Given data:
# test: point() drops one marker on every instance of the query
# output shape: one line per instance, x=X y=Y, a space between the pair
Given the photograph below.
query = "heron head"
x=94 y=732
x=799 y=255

Challenge: Retype every line of the records above, changing nothing.

Full response:
# test: point() drops one marker on every instance of the query
# output shape: one line per instance, x=X y=Y, a space between the pair
Given the photograph below.
query = "heron head"
x=94 y=732
x=799 y=255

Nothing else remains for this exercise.